• _Required actions_
1. From the Relay for Life article, reproduce the text from "by Jim Boyle" up to and including "have triggered tears.".
2. According to the Relay for Life article, what kind of cancer was Harlan Rosendahl diagnosed with?

Selected passage Block Start

Relay raises $40,000, inspires

by Jim Boyle

Editor

As the honorary chair of the Elk River Relay for Life, Harlan Rosendahl spent two weeks writing a speech and had been practicing every day.

“I wanted it to be perfect,” he wrote on his CaringBridge page.

He was careful to leave out names of his support team and left out other aspects that would have triggered tears.

But halfway through his speech at the annual Elk River Relay for Life, on Aug. 2 at the Elk River High School varsity football field, he lost it when he quoted his doctor who, in September 2011, stated: “Mr. Rosendahl, you have cancer.”

Michelle Sonderup, a co-chair of this year’s relay stepped in for Rosendahl and read the rest of his speech he had crafted. As Rosendahl struggled to regain his composure, grandchildren Amanda, Benjamin and Madeline made their way to him from the stadium bleachers. With Amanda nestled under Rosendahl’s arm, the two younger grandkids each grabbed a leg to steady their grandfather.

Sonderup went on to read about Rosendahl’s tremendous team of doctors, a strong family support system and a Christian community he was able lean on after the doctor diagnosed his esophageal cancer with those painful words.

The Elk River Relay for Life has raised nearly $41,000 toward its goal of $60,000, including more than $7,600 at the Aug. 2 event. Teams have until Aug. 17 to turn in donations, and any money raised before Dec. 31 will also be counted toward the 2013 total.

The top fundraising team so far is Grand Central Station Locomotion at $5,787.38. The captain of that team is Carole Eckstrom. Next in line is First National Bank Banking on a Cure with $3,535 in so far.

During the luminaria ceremony, when the event recognizes caregivers, Sonderup spoke.

“It was very moving, and I think it hit home with a lot of people,” said Missie Meyer, the event’s other co-chair. “So many people feel helpless when someone they know has cancer. But there are so many ways to help and the little things are what mean the most.”

Those little things can include anything to help the family have some sense normalcy — a meal prepared, a ride somewhere, helping to run errands, get groceries, even just sit and relax and have movie time.

The ceremony was held just after midnight. The luminaria in the bleachers first spelled out “hope,” and later the lights were rearranged to spell “cure.” Speakers talked about Relay’s impact on them. Eckstrom spoke from the hip.

“She did a great job with explaining why she does this year after year,” Meyer said. “She said, ‘How can I not?’ It definitely opened my eyes.

“I was thinking of not remaining on the committee next year. Now I will be back,” Meyer said. “To copy Carol, how can I not?”

This was Rosendahl’s first Relay for Life.

“It was a very emotional evening for me,” he wrote. “Several survivors talked to me about their battle with cancer and wished me well with mine. Many said they would pray for me, and I am so grateful for that.”

Rosendahl had his last round of radiation on the morning of the event — for his second bout with cancer.

By 10 p.m. he had enough energy to help Benjamin light his luminary, and family members pushed him around the track.

When the bleachers came into view with the  luminaria, they were in awe.

“It was beautiful sight and it did inspire,” Rosendahl said.

Selected passage Block End
Given entries Block Start

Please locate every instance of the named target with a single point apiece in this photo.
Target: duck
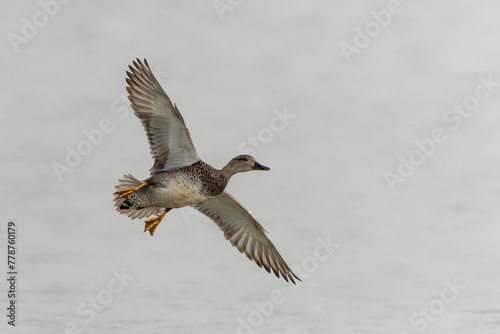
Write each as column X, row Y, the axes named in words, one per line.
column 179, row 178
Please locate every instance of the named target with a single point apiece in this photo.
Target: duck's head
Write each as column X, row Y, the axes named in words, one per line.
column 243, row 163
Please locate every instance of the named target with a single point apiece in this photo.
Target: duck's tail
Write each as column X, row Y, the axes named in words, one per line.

Given entries Block End
Given entries Block Start

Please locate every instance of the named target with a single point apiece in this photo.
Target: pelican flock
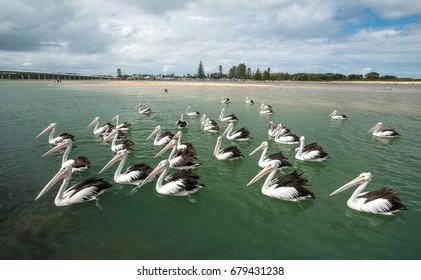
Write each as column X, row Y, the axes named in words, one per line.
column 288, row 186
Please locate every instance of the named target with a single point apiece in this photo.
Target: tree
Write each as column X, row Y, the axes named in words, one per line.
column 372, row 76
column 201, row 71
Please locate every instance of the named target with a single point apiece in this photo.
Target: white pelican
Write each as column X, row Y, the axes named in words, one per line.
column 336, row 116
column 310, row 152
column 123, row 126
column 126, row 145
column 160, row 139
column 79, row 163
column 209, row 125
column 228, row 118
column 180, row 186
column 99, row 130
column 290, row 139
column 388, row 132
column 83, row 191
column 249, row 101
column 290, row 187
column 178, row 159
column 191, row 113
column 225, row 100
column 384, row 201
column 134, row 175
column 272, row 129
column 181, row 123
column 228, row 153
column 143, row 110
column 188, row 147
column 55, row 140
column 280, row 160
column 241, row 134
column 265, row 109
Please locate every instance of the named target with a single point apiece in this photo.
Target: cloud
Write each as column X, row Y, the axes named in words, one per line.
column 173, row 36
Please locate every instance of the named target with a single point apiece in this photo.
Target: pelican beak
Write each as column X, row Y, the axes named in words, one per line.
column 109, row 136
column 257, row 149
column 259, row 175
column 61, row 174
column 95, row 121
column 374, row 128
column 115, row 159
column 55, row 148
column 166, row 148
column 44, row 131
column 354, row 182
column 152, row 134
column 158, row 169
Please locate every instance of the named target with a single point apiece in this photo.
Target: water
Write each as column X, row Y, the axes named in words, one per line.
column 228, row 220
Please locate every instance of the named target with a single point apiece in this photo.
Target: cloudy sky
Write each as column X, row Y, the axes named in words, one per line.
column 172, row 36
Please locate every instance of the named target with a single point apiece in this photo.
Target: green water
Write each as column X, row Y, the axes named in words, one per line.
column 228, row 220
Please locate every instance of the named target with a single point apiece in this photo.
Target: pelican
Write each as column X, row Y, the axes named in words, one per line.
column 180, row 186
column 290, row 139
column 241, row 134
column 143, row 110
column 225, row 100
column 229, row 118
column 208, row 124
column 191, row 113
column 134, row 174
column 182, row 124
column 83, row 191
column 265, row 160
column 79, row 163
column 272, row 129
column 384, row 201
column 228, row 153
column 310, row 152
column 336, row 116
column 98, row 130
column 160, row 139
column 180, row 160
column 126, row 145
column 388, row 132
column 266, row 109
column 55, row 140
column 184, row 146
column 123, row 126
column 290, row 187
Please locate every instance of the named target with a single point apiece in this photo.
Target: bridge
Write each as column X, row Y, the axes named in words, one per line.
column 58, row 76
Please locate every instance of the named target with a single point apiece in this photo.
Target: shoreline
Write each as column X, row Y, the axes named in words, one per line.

Given entries Block End

• _Exercise responses_
1.
by Jim Boyle

Editor

As the honorary chair of the Elk River Relay for Life, Harlan Rosendahl spent two weeks writing a speech and had been practicing every day.

“I wanted it to be perfect,” he wrote on his CaringBridge page.

He was careful to leave out names of his support team and left out other aspects that would have triggered tears.

2. Esophageal cancer.